Rewrite the records from the line with "segment --target microphone" to the line with "Mark the region of every instance of the microphone.", putting "object" wherever "instance" appears and leaving everything else the same.

**MATERIAL PROVIDED**.
****************
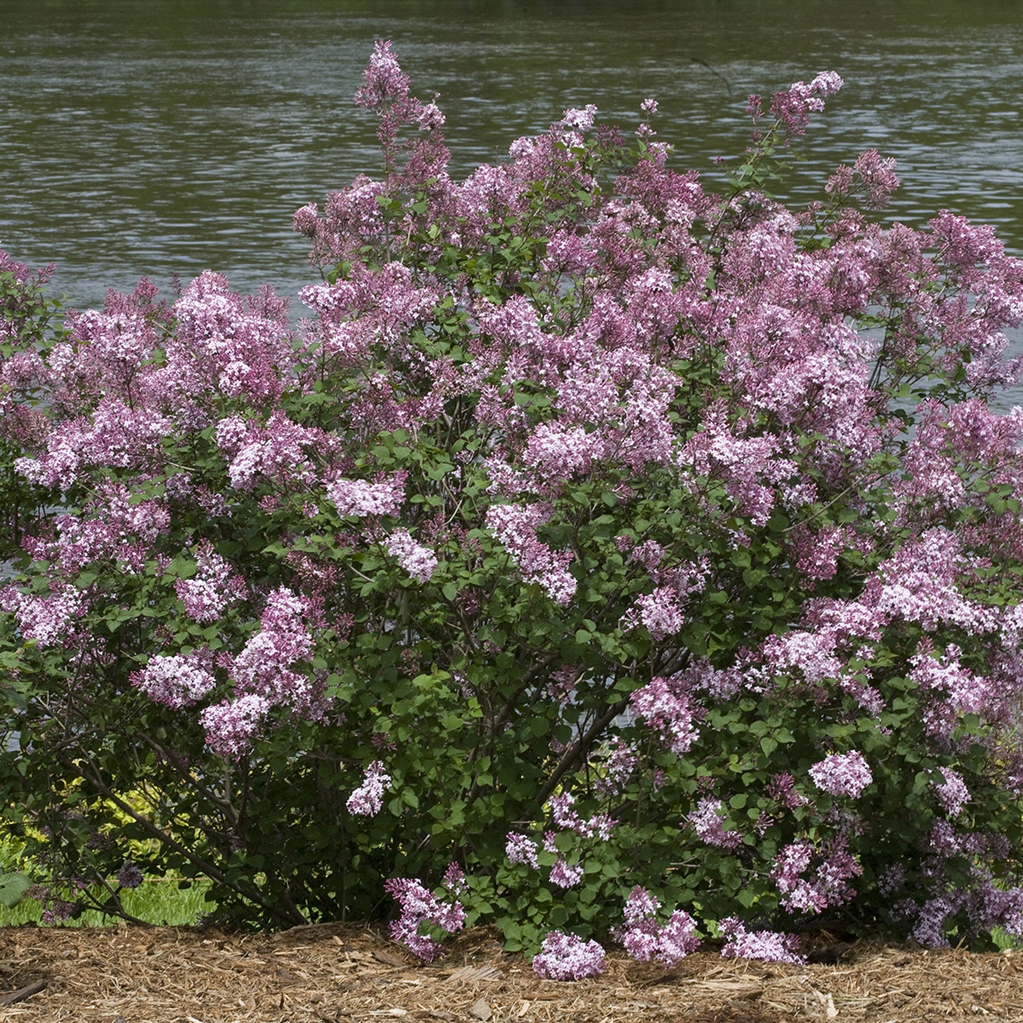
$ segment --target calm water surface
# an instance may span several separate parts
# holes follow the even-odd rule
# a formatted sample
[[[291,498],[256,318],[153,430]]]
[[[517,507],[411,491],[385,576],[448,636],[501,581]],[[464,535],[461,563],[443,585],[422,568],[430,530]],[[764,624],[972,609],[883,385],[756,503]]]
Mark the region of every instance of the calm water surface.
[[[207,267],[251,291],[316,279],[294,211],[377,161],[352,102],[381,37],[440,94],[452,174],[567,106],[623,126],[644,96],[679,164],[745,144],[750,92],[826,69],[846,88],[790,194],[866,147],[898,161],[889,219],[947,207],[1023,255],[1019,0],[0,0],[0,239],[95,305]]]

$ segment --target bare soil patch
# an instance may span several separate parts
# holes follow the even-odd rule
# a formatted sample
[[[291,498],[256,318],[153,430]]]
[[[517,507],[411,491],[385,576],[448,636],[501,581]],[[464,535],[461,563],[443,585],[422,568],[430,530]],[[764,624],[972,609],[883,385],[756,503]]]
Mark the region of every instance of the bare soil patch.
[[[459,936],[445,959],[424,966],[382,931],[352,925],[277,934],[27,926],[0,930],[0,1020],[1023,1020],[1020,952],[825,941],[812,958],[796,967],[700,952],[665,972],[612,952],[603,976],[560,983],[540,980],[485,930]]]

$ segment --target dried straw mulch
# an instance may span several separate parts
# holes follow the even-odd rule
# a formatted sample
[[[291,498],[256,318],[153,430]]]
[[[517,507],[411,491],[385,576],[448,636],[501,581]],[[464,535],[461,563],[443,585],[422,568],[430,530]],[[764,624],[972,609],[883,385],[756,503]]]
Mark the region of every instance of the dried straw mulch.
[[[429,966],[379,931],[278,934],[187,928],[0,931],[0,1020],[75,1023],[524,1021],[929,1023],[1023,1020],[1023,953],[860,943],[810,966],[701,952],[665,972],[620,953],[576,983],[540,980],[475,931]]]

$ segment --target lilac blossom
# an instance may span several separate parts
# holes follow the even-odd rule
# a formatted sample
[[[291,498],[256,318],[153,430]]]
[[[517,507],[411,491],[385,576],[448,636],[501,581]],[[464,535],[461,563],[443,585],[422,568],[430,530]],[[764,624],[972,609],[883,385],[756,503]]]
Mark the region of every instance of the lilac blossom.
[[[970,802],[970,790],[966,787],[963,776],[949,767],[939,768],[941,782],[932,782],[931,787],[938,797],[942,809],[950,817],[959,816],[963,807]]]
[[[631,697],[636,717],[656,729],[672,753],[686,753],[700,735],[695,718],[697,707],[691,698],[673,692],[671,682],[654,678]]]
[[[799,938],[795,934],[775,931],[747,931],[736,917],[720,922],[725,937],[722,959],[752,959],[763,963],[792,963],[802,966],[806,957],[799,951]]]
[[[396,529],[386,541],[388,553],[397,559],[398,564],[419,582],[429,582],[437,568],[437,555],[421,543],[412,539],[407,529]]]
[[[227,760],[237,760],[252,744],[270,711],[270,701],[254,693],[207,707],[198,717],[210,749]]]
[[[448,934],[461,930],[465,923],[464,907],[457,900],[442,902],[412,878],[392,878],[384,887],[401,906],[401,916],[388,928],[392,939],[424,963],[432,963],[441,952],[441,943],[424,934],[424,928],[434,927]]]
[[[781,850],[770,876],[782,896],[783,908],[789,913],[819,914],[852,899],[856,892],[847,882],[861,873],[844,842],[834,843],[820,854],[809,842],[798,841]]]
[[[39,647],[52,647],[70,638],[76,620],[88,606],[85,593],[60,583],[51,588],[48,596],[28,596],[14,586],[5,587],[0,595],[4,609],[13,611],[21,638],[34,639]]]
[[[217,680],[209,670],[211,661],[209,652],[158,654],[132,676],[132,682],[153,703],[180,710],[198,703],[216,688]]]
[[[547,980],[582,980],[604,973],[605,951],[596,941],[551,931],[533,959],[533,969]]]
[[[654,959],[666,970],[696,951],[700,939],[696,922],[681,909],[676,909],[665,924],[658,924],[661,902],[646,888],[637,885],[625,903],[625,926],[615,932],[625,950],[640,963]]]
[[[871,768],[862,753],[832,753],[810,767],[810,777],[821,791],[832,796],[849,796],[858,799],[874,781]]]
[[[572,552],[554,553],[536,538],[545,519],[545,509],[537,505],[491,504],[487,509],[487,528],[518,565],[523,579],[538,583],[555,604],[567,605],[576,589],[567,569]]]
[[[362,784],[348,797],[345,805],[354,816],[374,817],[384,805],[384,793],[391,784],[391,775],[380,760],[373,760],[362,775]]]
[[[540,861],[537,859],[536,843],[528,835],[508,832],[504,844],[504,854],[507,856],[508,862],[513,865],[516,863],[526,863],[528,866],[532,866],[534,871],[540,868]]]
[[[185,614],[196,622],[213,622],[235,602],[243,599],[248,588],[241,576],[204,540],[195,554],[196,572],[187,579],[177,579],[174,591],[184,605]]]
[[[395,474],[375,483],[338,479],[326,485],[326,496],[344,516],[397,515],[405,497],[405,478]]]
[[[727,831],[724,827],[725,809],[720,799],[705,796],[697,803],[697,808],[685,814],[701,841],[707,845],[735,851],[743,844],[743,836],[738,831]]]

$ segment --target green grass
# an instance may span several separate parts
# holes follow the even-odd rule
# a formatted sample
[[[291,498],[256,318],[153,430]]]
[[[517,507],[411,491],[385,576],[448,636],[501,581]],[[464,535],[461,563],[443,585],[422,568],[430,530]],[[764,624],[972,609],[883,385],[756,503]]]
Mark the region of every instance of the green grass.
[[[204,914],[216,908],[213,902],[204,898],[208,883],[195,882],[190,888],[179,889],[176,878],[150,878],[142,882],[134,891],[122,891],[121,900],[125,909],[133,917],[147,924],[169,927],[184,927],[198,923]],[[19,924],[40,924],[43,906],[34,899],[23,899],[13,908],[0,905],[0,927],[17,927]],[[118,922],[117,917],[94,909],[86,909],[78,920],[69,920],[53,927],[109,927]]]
****************
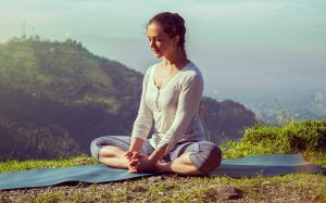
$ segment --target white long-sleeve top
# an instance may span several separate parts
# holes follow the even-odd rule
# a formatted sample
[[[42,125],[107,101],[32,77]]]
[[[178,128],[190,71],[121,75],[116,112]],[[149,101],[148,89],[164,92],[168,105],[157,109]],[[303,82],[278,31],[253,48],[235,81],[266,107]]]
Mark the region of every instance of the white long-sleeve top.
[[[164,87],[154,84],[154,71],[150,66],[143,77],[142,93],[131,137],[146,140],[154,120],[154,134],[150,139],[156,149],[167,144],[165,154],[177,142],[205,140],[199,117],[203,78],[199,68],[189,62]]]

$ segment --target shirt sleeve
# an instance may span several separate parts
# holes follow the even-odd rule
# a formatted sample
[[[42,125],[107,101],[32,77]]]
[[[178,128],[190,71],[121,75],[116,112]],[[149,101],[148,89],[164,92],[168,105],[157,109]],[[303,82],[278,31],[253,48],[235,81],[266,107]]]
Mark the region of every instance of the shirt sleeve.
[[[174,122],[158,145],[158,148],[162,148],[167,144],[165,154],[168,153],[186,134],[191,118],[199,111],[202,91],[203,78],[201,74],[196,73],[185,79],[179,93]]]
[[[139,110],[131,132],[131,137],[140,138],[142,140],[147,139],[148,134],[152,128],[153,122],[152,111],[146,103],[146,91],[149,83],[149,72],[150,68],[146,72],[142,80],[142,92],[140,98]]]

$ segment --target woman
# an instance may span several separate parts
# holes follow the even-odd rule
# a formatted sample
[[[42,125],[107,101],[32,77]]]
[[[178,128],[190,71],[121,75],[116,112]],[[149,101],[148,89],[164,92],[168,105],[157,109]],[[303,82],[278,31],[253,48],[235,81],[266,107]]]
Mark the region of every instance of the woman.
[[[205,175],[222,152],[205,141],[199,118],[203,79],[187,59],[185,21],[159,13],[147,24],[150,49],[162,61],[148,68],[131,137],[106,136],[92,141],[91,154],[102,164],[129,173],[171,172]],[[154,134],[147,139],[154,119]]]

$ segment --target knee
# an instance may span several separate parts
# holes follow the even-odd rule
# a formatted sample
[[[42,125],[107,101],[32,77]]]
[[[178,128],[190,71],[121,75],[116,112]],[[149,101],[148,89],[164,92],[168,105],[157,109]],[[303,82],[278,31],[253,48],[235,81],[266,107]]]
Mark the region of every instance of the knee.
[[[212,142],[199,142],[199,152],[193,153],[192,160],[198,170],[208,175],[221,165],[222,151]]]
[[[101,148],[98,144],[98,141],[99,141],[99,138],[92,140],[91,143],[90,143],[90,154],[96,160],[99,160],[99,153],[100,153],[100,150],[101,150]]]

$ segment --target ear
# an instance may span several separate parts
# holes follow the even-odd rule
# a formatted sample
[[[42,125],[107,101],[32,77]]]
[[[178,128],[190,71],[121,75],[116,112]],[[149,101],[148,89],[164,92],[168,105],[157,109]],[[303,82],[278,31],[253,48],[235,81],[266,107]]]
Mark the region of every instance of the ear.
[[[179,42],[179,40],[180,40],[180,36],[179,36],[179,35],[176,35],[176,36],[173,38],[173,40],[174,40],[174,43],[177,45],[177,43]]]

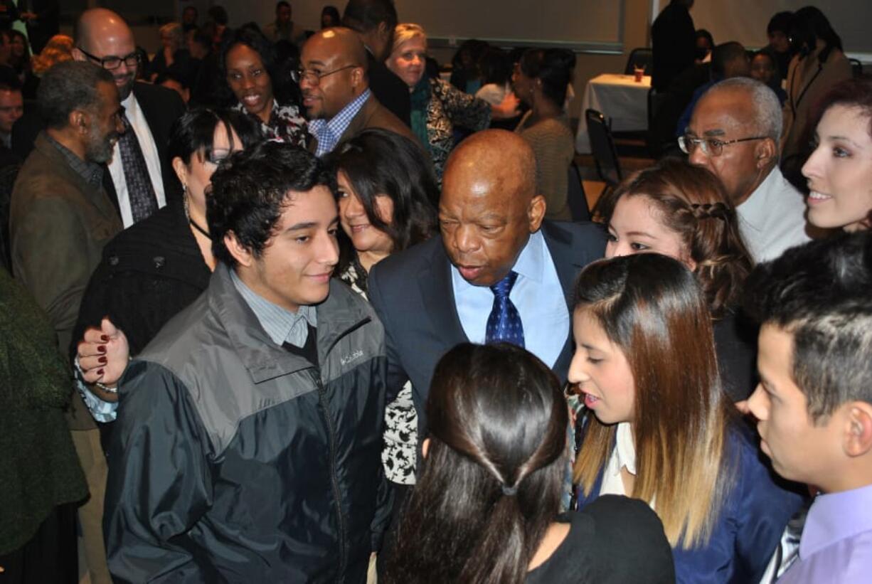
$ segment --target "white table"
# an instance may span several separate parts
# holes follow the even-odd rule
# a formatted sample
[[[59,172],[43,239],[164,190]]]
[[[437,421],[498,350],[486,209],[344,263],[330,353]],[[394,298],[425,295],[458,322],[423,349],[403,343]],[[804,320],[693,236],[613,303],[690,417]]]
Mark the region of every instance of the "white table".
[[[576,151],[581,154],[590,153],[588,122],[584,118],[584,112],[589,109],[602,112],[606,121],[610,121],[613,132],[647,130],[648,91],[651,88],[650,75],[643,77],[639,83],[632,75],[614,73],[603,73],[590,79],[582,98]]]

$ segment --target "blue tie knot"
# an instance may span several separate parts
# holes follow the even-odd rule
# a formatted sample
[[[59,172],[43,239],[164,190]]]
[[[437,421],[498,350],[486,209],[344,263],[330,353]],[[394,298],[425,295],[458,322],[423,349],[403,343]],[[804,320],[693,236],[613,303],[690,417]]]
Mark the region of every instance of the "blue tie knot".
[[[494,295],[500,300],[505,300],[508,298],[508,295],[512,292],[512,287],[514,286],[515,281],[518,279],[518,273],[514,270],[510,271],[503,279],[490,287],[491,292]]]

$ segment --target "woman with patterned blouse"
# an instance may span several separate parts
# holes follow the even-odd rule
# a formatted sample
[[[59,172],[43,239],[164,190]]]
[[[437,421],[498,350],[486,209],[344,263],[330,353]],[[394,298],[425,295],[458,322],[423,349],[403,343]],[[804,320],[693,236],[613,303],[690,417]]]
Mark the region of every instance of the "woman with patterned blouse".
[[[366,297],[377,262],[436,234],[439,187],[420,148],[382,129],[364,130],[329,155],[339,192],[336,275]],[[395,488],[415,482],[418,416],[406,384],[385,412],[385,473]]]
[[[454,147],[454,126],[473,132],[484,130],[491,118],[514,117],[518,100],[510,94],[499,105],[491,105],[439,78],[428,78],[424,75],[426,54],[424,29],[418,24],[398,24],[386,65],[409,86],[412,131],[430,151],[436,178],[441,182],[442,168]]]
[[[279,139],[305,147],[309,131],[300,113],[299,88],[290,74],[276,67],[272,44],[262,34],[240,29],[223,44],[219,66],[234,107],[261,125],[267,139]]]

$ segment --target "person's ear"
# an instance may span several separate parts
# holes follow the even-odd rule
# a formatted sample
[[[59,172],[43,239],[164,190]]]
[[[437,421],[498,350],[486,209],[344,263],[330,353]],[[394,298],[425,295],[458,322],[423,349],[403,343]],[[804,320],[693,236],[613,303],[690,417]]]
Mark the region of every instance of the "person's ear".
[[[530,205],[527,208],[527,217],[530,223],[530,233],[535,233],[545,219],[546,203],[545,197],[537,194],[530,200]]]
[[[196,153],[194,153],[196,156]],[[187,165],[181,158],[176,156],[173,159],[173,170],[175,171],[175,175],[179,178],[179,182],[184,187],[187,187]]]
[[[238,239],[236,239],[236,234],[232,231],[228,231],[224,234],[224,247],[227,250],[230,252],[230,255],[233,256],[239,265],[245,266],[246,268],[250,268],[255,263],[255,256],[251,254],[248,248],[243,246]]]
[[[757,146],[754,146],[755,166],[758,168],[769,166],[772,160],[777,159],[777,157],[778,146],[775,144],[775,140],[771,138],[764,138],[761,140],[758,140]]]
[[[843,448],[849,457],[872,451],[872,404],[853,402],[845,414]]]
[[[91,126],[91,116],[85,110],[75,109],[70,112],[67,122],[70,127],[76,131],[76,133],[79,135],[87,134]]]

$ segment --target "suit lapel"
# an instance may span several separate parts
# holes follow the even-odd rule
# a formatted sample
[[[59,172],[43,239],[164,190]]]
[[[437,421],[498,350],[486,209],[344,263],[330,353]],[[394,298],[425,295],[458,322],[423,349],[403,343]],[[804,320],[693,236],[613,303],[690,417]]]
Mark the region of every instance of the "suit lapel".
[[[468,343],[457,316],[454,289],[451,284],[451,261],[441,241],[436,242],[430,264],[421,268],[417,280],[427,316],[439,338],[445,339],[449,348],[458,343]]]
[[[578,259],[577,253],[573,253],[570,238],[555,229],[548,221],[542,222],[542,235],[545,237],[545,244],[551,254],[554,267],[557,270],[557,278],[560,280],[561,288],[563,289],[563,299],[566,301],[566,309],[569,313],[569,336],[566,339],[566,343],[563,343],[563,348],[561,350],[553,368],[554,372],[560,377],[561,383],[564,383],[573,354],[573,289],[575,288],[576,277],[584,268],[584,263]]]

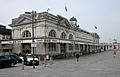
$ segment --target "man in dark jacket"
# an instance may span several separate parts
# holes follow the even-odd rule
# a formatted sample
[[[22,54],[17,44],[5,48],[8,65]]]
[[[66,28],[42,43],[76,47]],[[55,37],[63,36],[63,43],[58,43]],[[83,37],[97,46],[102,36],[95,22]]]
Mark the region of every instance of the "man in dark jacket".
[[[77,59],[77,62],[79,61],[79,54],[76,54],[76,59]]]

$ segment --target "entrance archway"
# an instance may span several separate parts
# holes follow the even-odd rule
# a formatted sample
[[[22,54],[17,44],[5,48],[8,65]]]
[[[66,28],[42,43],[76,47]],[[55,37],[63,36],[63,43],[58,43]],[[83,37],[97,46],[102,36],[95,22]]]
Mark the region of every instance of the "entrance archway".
****************
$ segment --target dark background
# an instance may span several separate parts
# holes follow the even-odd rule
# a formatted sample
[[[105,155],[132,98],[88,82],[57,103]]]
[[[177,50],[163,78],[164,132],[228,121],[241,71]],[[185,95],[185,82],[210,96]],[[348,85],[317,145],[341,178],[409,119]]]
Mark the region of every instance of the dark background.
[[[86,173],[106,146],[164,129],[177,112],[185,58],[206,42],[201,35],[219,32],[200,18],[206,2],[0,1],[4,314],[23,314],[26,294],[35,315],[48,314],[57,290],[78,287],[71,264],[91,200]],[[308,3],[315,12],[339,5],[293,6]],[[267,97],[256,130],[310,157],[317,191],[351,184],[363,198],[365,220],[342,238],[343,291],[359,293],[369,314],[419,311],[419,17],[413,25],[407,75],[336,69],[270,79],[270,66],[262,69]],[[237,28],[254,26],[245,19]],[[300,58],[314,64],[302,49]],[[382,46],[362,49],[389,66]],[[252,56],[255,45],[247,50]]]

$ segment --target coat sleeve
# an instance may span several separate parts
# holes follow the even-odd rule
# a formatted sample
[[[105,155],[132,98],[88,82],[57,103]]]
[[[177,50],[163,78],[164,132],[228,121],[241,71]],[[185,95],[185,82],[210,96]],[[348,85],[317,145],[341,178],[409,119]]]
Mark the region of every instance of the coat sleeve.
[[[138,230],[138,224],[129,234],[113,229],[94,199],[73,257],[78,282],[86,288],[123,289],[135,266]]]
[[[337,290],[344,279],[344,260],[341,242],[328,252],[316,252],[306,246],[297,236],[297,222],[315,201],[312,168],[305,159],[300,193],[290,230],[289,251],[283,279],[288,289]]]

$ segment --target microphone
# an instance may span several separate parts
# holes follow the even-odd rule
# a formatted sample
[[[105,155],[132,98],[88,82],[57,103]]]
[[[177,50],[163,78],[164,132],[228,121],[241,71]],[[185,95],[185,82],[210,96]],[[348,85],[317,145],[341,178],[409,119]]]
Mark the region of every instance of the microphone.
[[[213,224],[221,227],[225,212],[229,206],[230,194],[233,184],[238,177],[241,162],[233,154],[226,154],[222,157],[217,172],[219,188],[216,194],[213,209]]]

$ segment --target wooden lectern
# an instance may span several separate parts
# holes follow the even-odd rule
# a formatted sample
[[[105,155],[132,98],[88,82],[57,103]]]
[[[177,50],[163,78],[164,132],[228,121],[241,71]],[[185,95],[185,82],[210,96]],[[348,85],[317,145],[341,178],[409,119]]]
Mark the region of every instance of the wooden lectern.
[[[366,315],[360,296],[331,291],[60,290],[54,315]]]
****************
**RESULT**.
$ segment --target microphone
# an object may span several separate parts
# holes follow the even-odd rule
# a formatted sample
[[[105,155],[132,98],[88,82],[57,103]]]
[[[177,50],[163,78],[164,132],[228,121],[241,71]],[[185,95],[185,82],[210,96]],[[348,85],[317,145],[341,178],[409,119]]]
Mark the region of every object of the microphone.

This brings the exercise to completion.